━━━━━ TEXT EXCERPT

A class model is usually created by the business or systems analyst.  Working alongside IT, the class model is used to communicate business requirements in a language IT can understand.

 

What?

A class model is the UML/object-oriented version of a data model. That is, it shows the data to be held within a system and the way the various data items are connected with each other. The concepts involved are similar to those in entity relationship models, but the UML notation has some additional features that enrich our understanding of the data.

 

A class model shows graphically the classes within a system and their relationships with one and other.  In a business system, a class model captures information about the particular things involved in the organisations operations, for example projects, customers and team members for a project control system.

 

How?

A comprehensive data model is necessary for the following reasons:

 

  • To determine the data requirements of the new/current business system.  What particular data does the system need to store?
  • It ensures a common understanding of all the data.  This is crucial if different systems/components are to be sharing data between one and other.

━━━━━━━━━━
━━━━━ LISTED RECORDS

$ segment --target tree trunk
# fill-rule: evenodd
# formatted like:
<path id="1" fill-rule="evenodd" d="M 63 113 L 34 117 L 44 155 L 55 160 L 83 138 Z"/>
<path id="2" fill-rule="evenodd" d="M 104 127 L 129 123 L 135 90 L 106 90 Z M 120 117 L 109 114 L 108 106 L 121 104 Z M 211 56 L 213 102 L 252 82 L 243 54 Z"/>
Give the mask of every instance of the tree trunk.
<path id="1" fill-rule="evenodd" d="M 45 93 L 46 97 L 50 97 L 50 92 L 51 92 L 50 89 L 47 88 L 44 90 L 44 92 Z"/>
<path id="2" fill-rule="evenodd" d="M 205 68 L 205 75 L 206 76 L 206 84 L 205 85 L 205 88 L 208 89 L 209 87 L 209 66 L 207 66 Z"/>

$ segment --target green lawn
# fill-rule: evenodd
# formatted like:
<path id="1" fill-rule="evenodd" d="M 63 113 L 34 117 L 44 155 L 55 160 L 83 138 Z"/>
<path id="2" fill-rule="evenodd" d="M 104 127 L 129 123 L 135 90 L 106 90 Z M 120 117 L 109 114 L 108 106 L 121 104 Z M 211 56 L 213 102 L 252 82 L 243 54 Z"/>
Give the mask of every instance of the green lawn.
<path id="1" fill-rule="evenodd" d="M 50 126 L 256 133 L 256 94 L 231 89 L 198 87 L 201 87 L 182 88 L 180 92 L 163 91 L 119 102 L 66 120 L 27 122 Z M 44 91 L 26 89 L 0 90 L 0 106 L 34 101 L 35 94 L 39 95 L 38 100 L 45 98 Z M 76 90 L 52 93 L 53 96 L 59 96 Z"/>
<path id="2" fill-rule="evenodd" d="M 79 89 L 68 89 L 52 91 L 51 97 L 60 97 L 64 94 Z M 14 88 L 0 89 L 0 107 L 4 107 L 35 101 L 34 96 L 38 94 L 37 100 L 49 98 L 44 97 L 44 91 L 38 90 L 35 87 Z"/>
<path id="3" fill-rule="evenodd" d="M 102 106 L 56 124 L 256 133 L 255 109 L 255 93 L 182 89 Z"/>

━━━━━━━━━━

> _AIM_: In the class model text, swap "project control system" for "stock control system" and write out everything from "A class model shows" down to "between one and other.". The records were taken from a different source.

> _PROBLEM SOLUTION_:
A class model shows graphically the classes within a system and their relationships with one and other.  In a business system, a class model captures information about the particular things involved in the organisations operations, for example projects, customers and team members for a stock control system.

 

How?

A comprehensive data model is necessary for the following reasons:

 

  • To determine the data requirements of the new/current business system.  What particular data does the system need to store?
  • It ensures a common understanding of all the data.  This is crucial if different systems/components are to be sharing data between one and other.